## The exercise
Both the line containing "Check that every instance of the orange" and the last line of the listing are included: write out exactly the lines from one to the other.

## Dataset extract
= = = =

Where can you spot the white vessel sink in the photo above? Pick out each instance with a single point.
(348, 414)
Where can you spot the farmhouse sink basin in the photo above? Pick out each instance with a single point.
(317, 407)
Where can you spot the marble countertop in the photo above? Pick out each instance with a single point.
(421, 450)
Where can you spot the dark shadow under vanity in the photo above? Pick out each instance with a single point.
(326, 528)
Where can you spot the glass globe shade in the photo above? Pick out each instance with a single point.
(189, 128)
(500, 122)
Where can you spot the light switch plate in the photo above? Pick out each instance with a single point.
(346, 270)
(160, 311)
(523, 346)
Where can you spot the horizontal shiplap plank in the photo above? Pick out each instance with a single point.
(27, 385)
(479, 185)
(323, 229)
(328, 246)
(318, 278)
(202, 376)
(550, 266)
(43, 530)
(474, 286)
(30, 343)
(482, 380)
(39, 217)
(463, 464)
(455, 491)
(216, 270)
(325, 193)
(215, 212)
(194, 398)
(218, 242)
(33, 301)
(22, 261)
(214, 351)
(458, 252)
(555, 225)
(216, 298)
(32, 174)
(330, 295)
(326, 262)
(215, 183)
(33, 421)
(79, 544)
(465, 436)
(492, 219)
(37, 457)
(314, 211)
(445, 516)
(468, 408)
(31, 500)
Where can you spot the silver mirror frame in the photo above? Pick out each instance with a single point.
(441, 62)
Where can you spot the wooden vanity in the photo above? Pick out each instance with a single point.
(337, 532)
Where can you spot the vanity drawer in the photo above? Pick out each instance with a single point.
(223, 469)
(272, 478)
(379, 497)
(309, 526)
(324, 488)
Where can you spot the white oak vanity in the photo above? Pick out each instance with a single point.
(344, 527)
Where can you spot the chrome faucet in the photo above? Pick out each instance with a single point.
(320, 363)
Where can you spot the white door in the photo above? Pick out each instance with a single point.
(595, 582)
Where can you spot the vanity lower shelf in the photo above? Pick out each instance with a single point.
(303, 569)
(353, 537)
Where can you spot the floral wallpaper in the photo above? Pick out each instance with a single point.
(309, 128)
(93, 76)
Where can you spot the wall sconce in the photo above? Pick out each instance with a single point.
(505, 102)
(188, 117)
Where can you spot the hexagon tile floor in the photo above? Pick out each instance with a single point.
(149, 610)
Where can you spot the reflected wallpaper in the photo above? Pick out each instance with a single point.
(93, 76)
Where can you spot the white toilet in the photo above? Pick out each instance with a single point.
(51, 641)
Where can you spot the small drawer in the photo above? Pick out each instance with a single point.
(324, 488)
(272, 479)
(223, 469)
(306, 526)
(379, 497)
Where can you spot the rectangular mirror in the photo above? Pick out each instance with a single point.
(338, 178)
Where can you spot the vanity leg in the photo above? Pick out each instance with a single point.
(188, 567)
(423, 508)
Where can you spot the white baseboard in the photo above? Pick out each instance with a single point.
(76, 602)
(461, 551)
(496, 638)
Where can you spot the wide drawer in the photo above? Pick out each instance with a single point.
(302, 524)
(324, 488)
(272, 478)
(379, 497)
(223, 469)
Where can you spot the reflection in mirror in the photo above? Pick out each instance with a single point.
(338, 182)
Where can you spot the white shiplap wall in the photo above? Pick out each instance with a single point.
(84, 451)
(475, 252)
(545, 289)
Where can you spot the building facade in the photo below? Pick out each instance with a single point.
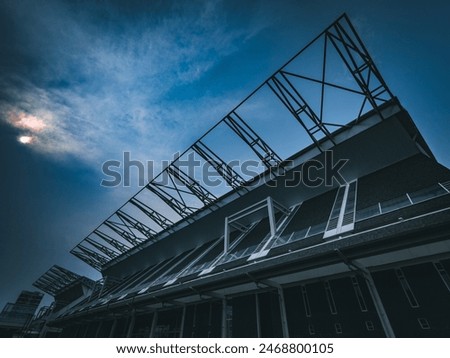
(346, 237)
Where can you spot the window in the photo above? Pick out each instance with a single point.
(359, 295)
(406, 288)
(370, 326)
(330, 297)
(342, 217)
(423, 322)
(306, 302)
(443, 273)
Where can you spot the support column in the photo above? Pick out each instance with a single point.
(284, 324)
(272, 221)
(98, 328)
(224, 318)
(226, 237)
(258, 319)
(131, 325)
(384, 319)
(183, 318)
(155, 319)
(113, 328)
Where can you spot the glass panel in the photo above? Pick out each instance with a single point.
(427, 193)
(368, 212)
(394, 204)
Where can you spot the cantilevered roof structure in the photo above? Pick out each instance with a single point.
(302, 92)
(314, 208)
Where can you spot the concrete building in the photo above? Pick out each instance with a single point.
(347, 236)
(15, 317)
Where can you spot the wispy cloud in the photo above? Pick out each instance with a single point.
(92, 88)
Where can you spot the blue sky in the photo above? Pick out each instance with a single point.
(83, 81)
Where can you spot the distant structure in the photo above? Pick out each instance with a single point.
(342, 228)
(15, 317)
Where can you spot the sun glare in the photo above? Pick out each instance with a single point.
(25, 139)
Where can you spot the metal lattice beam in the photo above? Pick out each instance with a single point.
(129, 222)
(266, 154)
(122, 248)
(204, 195)
(223, 169)
(158, 218)
(102, 248)
(56, 279)
(177, 205)
(87, 259)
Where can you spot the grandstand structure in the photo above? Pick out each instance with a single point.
(314, 208)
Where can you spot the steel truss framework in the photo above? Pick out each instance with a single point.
(56, 279)
(182, 194)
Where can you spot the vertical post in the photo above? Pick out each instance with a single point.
(113, 328)
(224, 318)
(155, 319)
(131, 325)
(258, 319)
(384, 319)
(273, 227)
(226, 237)
(284, 325)
(183, 317)
(97, 332)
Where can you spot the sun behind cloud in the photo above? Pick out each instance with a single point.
(25, 139)
(27, 121)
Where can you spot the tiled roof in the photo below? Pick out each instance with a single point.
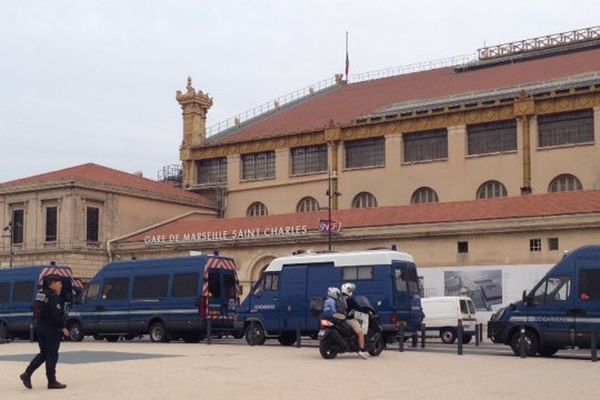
(531, 206)
(359, 99)
(97, 174)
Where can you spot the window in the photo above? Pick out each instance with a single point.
(424, 195)
(566, 128)
(4, 292)
(257, 209)
(357, 273)
(364, 200)
(18, 221)
(589, 284)
(309, 159)
(464, 309)
(425, 146)
(115, 289)
(491, 190)
(493, 137)
(551, 290)
(270, 282)
(535, 244)
(51, 224)
(92, 292)
(23, 291)
(365, 153)
(407, 279)
(92, 224)
(185, 285)
(258, 165)
(150, 287)
(212, 170)
(565, 183)
(308, 204)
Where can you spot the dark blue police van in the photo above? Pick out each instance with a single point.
(166, 298)
(279, 303)
(561, 311)
(18, 287)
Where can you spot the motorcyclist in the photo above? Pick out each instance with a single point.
(347, 305)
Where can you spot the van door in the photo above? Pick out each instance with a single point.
(550, 309)
(293, 303)
(587, 304)
(264, 300)
(113, 308)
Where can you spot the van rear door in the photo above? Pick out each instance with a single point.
(587, 304)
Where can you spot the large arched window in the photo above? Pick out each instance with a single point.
(257, 209)
(565, 183)
(424, 195)
(364, 200)
(491, 189)
(307, 204)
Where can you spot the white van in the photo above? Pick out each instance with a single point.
(442, 315)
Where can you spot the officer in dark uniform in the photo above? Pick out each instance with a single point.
(49, 312)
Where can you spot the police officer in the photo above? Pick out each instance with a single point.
(49, 328)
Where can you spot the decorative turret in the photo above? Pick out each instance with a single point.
(195, 105)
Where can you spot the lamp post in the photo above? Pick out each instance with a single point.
(330, 195)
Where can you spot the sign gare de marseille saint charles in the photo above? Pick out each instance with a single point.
(249, 233)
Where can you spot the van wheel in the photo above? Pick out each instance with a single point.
(548, 351)
(287, 338)
(531, 343)
(448, 335)
(158, 333)
(75, 333)
(255, 334)
(378, 347)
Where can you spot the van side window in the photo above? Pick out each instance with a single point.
(92, 292)
(115, 288)
(589, 284)
(556, 288)
(357, 273)
(150, 287)
(23, 291)
(185, 285)
(4, 292)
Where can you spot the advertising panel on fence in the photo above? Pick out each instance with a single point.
(491, 287)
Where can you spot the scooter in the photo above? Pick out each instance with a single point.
(336, 337)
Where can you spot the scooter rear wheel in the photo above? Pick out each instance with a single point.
(327, 351)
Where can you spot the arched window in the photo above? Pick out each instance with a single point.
(364, 200)
(565, 183)
(307, 204)
(424, 195)
(490, 190)
(257, 209)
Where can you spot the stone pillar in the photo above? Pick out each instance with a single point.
(195, 106)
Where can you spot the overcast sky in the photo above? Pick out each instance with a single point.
(95, 81)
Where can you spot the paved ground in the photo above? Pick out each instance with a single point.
(142, 370)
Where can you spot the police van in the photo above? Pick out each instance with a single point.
(279, 303)
(18, 287)
(561, 311)
(165, 298)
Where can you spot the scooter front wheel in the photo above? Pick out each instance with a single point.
(327, 351)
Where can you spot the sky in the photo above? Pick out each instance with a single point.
(95, 81)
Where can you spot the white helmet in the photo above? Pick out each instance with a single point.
(334, 293)
(348, 289)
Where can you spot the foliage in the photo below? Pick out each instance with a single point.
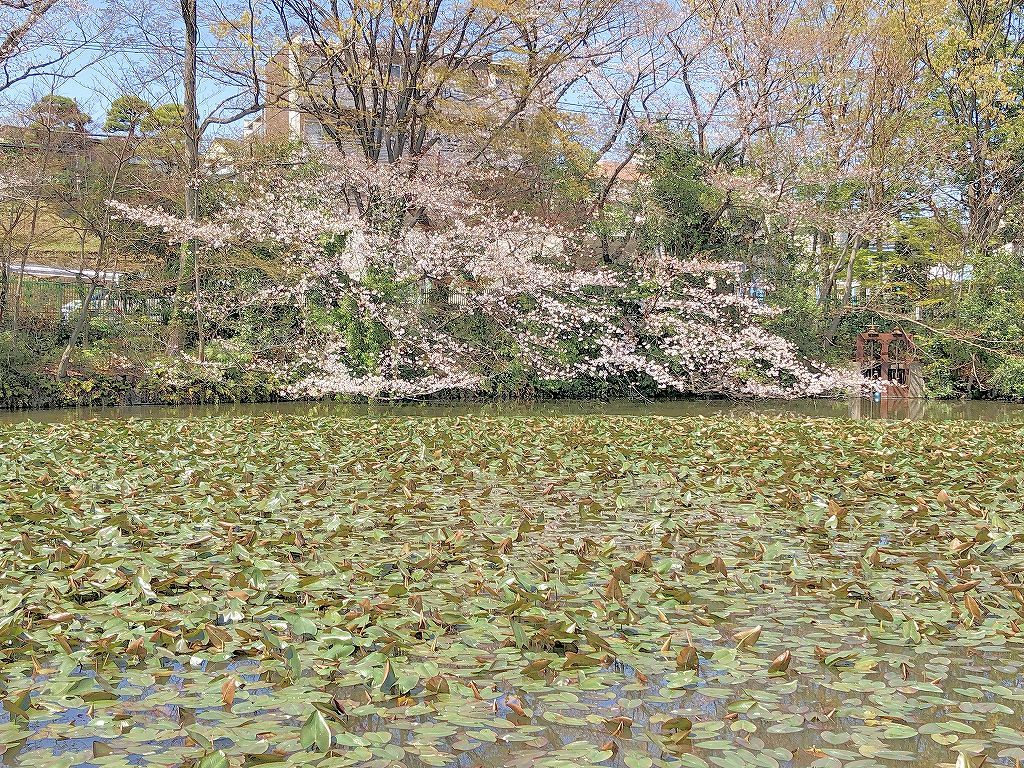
(520, 592)
(396, 308)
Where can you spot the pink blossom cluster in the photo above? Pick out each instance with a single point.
(450, 258)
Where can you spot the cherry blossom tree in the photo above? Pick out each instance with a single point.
(404, 284)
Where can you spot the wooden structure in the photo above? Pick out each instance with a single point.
(887, 357)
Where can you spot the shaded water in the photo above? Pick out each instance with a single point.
(468, 550)
(988, 411)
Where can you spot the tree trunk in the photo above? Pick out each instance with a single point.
(80, 324)
(190, 130)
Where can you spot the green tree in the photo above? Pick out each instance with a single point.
(127, 114)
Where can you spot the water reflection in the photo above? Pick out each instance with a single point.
(894, 409)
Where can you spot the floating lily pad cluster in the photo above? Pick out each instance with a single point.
(474, 591)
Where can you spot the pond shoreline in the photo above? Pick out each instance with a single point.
(856, 409)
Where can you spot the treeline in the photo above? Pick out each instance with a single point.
(734, 187)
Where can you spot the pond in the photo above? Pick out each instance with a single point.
(852, 409)
(561, 590)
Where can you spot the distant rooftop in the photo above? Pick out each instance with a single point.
(46, 271)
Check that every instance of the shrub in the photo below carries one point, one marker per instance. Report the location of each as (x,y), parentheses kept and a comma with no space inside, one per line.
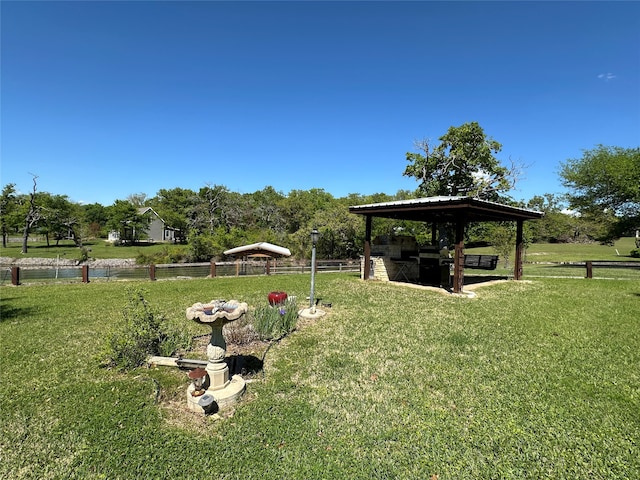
(143,332)
(275,322)
(240,332)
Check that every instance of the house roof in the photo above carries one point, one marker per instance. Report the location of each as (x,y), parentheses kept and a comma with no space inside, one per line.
(260,248)
(446,209)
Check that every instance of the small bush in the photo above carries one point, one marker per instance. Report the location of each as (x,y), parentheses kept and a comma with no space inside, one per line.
(240,332)
(275,322)
(143,332)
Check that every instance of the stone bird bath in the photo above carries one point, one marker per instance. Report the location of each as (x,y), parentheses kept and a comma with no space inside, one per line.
(217,384)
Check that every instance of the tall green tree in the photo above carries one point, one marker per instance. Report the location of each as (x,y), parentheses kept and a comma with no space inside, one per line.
(605,187)
(604,178)
(32,216)
(464,163)
(9,218)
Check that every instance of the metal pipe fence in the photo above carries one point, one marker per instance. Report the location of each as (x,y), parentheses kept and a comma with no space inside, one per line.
(12,274)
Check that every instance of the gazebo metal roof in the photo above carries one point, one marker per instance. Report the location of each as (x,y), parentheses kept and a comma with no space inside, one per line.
(456,210)
(446,209)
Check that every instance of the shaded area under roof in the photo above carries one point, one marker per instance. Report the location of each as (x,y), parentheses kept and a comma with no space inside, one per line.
(446,209)
(456,210)
(260,248)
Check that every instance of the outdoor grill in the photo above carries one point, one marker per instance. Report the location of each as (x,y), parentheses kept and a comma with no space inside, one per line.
(434,266)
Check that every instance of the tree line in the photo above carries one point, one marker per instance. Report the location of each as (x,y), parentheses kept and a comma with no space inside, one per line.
(603,203)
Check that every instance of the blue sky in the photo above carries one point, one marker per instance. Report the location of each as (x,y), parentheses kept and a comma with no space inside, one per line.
(101,100)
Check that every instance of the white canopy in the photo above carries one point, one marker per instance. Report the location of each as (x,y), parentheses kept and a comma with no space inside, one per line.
(260,248)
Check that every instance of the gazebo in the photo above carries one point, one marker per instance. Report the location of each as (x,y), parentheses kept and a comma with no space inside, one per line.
(458,211)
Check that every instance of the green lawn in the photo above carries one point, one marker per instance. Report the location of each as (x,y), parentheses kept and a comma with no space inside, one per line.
(527,380)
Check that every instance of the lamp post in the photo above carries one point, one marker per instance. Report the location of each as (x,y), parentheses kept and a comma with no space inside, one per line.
(315,235)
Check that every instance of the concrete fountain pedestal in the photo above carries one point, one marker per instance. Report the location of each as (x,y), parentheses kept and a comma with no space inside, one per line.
(217,388)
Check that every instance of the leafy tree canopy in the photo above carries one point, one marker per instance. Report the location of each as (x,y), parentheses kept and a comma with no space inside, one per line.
(462,164)
(605,178)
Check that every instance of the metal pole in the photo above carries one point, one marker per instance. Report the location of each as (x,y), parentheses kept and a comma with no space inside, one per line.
(312,305)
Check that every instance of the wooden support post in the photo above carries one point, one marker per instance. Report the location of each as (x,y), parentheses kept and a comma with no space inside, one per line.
(212,269)
(367,247)
(517,269)
(152,272)
(458,260)
(15,275)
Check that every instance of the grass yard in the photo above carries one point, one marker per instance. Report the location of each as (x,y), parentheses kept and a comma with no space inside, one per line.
(532,380)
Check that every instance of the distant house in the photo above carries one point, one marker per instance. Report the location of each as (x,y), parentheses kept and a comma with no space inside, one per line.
(157,231)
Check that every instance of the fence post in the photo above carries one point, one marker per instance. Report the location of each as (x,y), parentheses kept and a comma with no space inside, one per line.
(212,269)
(15,275)
(152,271)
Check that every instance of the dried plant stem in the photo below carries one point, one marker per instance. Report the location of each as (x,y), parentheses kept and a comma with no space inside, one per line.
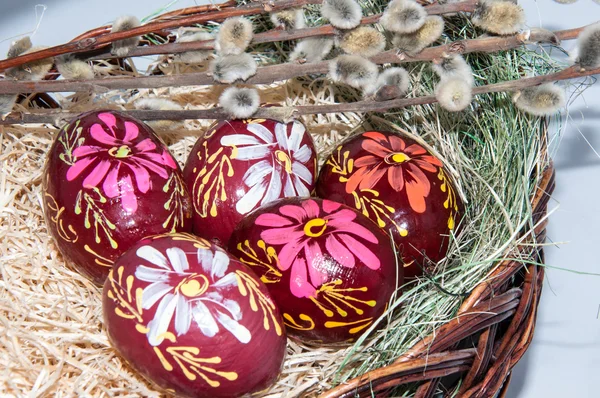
(93,43)
(273,73)
(275,112)
(277,35)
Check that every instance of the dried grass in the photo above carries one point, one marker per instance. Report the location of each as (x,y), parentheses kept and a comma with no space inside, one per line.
(52,340)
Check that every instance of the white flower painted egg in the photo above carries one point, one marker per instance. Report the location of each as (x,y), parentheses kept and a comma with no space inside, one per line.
(193,319)
(240,165)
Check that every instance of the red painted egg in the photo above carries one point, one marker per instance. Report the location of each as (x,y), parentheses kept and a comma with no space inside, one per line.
(330,270)
(399,185)
(240,165)
(109,181)
(192,319)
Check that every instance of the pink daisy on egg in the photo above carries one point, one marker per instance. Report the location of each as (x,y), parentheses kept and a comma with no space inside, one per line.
(302,229)
(118,161)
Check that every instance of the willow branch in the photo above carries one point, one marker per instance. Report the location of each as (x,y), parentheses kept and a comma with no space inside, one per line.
(93,43)
(573,72)
(277,35)
(272,73)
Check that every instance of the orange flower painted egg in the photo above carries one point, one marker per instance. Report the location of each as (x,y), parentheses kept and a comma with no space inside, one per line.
(240,165)
(330,270)
(193,319)
(109,181)
(399,185)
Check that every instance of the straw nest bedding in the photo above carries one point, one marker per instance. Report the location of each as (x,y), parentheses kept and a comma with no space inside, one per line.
(52,340)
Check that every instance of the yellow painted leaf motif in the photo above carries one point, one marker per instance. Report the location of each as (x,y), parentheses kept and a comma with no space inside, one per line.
(209,185)
(292,323)
(69,140)
(269,268)
(341,164)
(54,215)
(367,201)
(174,204)
(248,287)
(87,202)
(451,203)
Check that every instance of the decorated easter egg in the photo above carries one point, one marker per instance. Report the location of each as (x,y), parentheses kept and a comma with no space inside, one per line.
(330,269)
(240,165)
(109,181)
(192,319)
(402,187)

= = = =

## Answer below
Check that every instance of the orange flower painted egg in the photo above carries one point, one marker per instance. Report the location of each as (x,y), parentheses kept and a comma with no space inside, one per line.
(240,165)
(330,270)
(193,319)
(109,181)
(399,185)
Check that every instance of the straw nest bedding in the photo above carries one point, one marker per instance. Report the location of each as (x,y), parentheses kept and a comma with no space inside, one per line.
(52,340)
Check that every instance of the yellow painted leaf motif in the photo above carries one point, one marker per instance. Report the location of each as (x,y), parentheses kept and a comma with no space inside, one per line.
(209,185)
(292,323)
(69,140)
(269,268)
(341,164)
(54,215)
(367,201)
(174,204)
(248,287)
(87,202)
(451,203)
Check that every instance of the decorated easter egg in the photo above carries one point, one marker per instance. Report the location of each as (x,y), parentheses kept and a comma with no space inside, one per line.
(330,269)
(240,165)
(109,181)
(192,319)
(402,187)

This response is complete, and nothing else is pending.